I-Team: Investment High- Cashing in on the Marijuana Industry

(WBRE/WYOU)  Some are calling it an "Investment High" Investors who are rushing to "get in" on the ground floor of the marijuana selling and growing business. A business that experts say will be worth $20 billion dollars over the next decade. Pennsylvania recently legalized medical marijuana and is now in the process of screening applications for dispensers and growers.. but can the Keystone State or its residents cash in on the booming business? The I-Team's Andy Mehalshick takes a look

Financial experts say it is the largest cash crop in the United States. Bigger than corn, cotton and even wheat. We are talking about marijuana. It has captured the attention of investors who are hoping to make huge profits in the medical marijuana industry --which some analysts say is growing  exponentially.


  Dr. Fred Croop- Misericorida University's- College of Business  weighs in
"Well, there's a lot of hype. There's a lot of high expectations for that industry."

 Companies like Novus Acquisitions and Insys Therapeutics saw their value increase  as more states legalized the use of medicinal marijuana.
 For example,   a $10,000 investment in 2014 Novus Acquisitions and Development would have turned into $240,000 in less than a year. 
   A $50,000 investment in Insys in 2013 could have put $800,000  in your pocket in 2015.
   But the market and the value of their stocks pulled back.


Dr. Fred Croop is a professor of Business at Misericordia University-- he cautions investors:


 
"We have to keep in mind it's an industry investment  it's a business like any other and you have to look at it like any other investment you would make."

Croop says sometimes history teaches valuable lessons..

 "In some cases if you look at the prime earnings ratio of these companies they appear to be overvalued. We've seen this in the past with the "dotcom" issue that came up years ago and in some other pharmaceutical issue that have come up as well as tech companies that are overvalued."

 The I-Team's Andy Mehalshick reached out to numerous stock brokers across our region for their input for this special report. They all turned him down.
   Some said their companies did not want them to talk about  marijuana stocks or some of their companies didn't even offer stocks related to marijuana.
   Others told Andy that quite frankly they  did not want to talk about marijuana saying it  was too much of a hot button issue.

Marijuana  is illegal under Federal Law and the I-Team was told by industry expert  that some stockbrokers are reluctant to talk about it.
  Eyewitness News did reached out  a company called New Frontier Data, an Independent technology driven analytics firm  that specializes in the Cannabis industry.--
  John Kagia is,vice-president of New Frontier Data.  He says all indications point to increasing value in company stocks that are connected to the marijuana industry..however he adds

"While there's a lot of speculation due to the expansion of the cannabis industry that its going to grow and expand this market is also very volatile. That perhaps companies being invested in are over valued based on current performances."

*Data listing:*
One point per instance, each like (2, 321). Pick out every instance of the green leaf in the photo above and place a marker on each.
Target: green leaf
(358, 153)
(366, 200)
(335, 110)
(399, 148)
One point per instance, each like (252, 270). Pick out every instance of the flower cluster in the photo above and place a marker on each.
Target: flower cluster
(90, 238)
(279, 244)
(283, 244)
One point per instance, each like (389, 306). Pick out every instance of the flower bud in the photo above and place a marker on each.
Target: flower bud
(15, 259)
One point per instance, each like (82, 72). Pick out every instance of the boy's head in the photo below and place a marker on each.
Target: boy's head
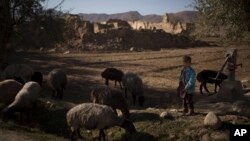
(186, 60)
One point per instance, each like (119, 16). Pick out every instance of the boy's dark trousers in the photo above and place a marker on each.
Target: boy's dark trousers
(187, 103)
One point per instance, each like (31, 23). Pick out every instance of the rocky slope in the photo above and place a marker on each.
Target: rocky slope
(183, 16)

*Problem to solve:*
Rewrite everything in the marijuana investment report from "The I-Team's Andy Mehalshick reached" down to "talk about it.", changing "hot button issue" to "sensitive subject". The data has no connection to the marijuana investment report.

*Solution:*
The I-Team's Andy Mehalshick reached out to numerous stock brokers across our region for their input for this special report. They all turned him down.
   Some said their companies did not want them to talk about  marijuana stocks or some of their companies didn't even offer stocks related to marijuana.
   Others told Andy that quite frankly they  did not want to talk about marijuana saying it  was too much of a sensitive subject.

Marijuana  is illegal under Federal Law and the I-Team was told by industry expert  that some stockbrokers are reluctant to talk about it.